● **INFORMATION SHOWN**

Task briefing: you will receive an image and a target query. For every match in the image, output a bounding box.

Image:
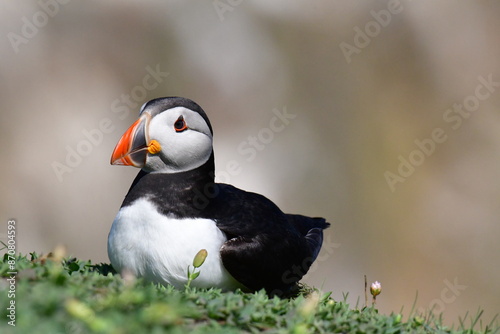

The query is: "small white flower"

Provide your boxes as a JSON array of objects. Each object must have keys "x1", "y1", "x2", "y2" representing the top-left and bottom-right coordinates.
[{"x1": 370, "y1": 281, "x2": 382, "y2": 297}]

● **PROBLEM TO SOLVE**
Transcribe all entries above exactly. Drop the pictures.

● **PROBLEM SOLUTION**
Task briefing: you will receive an image and a target query. For every match in the image, output a bounding box.

Image:

The query is: "small white flower"

Provide your boxes as a JSON array of objects. Each object must have keys "x1", "y1", "x2", "y2" representing the top-left and bottom-right coordinates.
[{"x1": 370, "y1": 281, "x2": 382, "y2": 297}]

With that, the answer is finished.